*Instruction*
Retype the lines of the data below word for word, starting at the line that contains "Where can you find the combat" and continuing through the end of the data.

*Data in this exercise*
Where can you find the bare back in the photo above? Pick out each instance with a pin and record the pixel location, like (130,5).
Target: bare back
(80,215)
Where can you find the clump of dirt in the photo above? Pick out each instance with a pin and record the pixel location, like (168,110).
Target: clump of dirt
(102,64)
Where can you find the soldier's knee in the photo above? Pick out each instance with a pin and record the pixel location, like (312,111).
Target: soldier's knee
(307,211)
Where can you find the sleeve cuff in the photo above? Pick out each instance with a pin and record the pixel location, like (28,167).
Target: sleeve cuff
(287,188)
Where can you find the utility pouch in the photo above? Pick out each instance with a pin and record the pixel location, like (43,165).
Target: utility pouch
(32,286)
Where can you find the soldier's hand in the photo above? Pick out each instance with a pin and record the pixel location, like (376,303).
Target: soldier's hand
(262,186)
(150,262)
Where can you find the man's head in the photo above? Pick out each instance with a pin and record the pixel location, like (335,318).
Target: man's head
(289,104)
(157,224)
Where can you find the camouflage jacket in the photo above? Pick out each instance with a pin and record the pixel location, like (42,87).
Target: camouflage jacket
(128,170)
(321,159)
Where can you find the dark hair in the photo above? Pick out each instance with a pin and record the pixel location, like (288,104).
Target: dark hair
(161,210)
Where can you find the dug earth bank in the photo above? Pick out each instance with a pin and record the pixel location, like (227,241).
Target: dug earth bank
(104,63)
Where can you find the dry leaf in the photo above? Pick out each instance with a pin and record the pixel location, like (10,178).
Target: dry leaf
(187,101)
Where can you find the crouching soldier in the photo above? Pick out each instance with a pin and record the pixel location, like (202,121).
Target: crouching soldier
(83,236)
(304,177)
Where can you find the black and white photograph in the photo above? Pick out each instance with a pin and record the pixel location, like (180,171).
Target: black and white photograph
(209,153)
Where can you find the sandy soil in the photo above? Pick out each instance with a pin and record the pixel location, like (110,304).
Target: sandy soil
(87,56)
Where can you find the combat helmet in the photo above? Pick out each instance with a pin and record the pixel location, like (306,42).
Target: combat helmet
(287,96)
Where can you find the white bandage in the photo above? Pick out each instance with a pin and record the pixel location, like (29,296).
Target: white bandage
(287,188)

*Written solution*
Where can you find the combat helmet in the photo above? Pick out each instance with a pin and record the pixel location, like (306,42).
Target: combat helmet
(287,96)
Where can you find the white bandage in the photo above? Pick out each instance with a pin and record the pixel location, like (29,296).
Target: white bandage
(287,188)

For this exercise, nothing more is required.